_Passage to read_:
Once states get on board with whatever standard is selected for 'secure' digital signatures, this will be very commonplace. I am still waiting for my states' IMS to approve the digital standards from 40 CFR 3. I am already sending correspondence with electronic signature (sans P.E. cert) but once that standard is in place everything will be in place.

I started a thread on this topic under the tech section - I will update once I receive more news.

JR


----------



## DVINNY (Jul 18, 2007)

Thanks JR, the PEDDS system is what I was talking about but couldn't remember the name.

We have three offices in FL and our company was giving 'classes' about that system. I had no need for it.


----------



## RIP - VTEnviro (Jul 24, 2007)

The Vermont DEC is getting into the e-submittals as well. It's a great idea, but a little tough to execute sometimes.

Plans are easy to churn out a set of pdfs for. Same for strictly Word or Excel stuff.

The problem is when you have a mixed report. Text, spreadsheets, model/cad printouts, hand calcs, etc. It's hard to organize that into one concise e-document. And I don't feel comfrtable sending them all the files and hoping they put it together right.


----------



## jeb6294 (Jul 24, 2007)

VTEnviro said:


> The Vermont DEC is getting into the e-submittals as well. It's a great idea, but a little tough to execute sometimes.
> Plans are easy to churn out a set of pdfs for. Same for strictly Word or Excel stuff.
> 
> The problem is when you have a mixed report. Text, spreadsheets, model/cad printouts, hand calcs, etc. It's hard to organize that into one concise e-document. And I don't feel comfrtable sending them all the files and hoping they put it together right.



Two words for you...pdf995 and pdfedit995

They're both free programs you can download at Software995 (to keep the versions free you have to deal with a little pop-up advertisement window when you use them but they are easy enough to close).

When you install pdf995 it just shows up as a printer. Print your document just the way you would with any other printer except pdf995 brings up a window asking what you want to save your file as and just like that you have a .pdf file.

Stored records
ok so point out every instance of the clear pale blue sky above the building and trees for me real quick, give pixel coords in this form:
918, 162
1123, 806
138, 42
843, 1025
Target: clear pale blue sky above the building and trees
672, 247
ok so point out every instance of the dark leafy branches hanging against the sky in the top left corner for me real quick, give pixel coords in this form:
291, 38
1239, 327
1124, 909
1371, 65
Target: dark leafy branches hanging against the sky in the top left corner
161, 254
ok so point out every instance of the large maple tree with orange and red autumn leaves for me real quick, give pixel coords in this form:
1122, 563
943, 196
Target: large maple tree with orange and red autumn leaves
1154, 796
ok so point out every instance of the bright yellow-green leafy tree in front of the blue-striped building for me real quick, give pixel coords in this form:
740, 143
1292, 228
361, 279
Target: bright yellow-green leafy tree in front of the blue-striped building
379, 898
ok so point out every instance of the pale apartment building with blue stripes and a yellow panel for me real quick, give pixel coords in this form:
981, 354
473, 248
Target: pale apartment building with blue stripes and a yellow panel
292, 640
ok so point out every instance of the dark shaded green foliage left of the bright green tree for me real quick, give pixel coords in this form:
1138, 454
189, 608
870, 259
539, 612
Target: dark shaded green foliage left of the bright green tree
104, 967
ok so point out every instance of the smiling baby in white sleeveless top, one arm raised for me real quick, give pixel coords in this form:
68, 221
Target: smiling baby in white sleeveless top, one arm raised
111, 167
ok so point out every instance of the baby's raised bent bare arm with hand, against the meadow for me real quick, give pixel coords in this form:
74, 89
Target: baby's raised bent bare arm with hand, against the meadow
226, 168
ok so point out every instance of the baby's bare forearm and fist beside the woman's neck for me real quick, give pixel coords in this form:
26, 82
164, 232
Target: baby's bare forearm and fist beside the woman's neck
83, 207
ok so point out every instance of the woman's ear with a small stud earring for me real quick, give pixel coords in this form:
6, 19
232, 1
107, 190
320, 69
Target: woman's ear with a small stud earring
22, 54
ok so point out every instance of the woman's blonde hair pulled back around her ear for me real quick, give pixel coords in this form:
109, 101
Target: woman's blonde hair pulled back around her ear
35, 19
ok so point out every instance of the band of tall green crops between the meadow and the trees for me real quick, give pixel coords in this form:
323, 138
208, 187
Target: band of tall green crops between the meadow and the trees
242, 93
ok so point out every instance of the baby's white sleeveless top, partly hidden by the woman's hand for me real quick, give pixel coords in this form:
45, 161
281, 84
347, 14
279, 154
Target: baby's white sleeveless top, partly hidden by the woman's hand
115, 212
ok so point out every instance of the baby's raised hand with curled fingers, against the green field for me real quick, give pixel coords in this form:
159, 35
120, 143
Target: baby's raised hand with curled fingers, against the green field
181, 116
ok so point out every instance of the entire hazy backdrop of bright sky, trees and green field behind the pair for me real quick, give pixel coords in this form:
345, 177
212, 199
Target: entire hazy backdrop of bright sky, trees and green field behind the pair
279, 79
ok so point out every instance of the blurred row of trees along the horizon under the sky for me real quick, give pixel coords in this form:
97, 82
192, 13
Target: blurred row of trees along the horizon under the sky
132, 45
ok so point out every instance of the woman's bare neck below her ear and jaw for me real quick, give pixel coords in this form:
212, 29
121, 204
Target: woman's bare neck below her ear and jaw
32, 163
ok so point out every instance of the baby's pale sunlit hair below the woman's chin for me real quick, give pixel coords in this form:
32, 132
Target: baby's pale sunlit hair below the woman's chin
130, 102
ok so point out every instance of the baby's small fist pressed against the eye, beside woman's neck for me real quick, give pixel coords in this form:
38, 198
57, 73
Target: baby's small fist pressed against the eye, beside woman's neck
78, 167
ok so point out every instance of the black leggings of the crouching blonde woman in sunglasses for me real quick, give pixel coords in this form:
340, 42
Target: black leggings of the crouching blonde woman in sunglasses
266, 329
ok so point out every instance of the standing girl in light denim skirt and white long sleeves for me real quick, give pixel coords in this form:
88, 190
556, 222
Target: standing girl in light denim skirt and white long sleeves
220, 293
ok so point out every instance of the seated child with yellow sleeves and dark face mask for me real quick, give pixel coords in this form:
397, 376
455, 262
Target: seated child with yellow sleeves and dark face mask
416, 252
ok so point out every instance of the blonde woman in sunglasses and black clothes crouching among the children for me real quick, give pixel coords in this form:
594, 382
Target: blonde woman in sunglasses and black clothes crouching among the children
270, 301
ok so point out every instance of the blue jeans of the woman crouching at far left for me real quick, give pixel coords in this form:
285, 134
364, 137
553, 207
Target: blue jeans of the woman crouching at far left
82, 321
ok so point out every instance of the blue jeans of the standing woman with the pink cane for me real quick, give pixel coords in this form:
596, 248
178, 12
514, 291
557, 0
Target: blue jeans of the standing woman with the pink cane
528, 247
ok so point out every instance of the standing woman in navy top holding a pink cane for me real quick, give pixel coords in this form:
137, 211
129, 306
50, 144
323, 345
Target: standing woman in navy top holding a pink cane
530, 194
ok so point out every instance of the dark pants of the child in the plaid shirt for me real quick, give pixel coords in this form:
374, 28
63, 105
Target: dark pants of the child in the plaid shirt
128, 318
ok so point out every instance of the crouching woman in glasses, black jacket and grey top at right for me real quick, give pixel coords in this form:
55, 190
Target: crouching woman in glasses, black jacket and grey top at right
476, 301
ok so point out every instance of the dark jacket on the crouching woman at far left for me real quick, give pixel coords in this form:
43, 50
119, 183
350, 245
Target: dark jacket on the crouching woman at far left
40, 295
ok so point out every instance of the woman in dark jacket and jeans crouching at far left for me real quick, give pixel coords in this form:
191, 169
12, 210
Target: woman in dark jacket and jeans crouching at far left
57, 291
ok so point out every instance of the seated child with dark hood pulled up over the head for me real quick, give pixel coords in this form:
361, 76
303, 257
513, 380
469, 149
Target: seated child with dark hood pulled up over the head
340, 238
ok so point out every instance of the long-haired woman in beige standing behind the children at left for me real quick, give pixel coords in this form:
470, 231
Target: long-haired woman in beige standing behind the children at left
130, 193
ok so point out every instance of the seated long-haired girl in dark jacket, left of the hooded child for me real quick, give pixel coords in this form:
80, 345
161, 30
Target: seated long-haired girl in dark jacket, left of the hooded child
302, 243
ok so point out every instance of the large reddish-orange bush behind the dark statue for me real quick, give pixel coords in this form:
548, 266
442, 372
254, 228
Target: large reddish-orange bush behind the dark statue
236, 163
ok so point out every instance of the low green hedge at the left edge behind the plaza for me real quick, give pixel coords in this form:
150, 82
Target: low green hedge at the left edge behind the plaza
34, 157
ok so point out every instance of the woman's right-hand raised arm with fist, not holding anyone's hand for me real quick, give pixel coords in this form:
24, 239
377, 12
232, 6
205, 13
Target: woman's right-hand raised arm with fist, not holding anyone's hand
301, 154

_Work item_:
Copy the passage of the thread on electronic submittals starting at "## RIP - VTEnviro" and ending at "jeb6294 (Jul 24, 2007)", substituting "combined report" for "mixed report". The records play no part in this work.

_Response below_:
## RIP - VTEnviro (Jul 24, 2007)

The Vermont DEC is getting into the e-submittals as well. It's a great idea, but a little tough to execute sometimes.

Plans are easy to churn out a set of pdfs for. Same for strictly Word or Excel stuff.

The problem is when you have a combined report. Text, spreadsheets, model/cad printouts, hand calcs, etc. It's hard to organize that into one concise e-document. And I don't feel comfrtable sending them all the files and hoping they put it together right.


----------



## jeb6294 (Jul 24, 2007)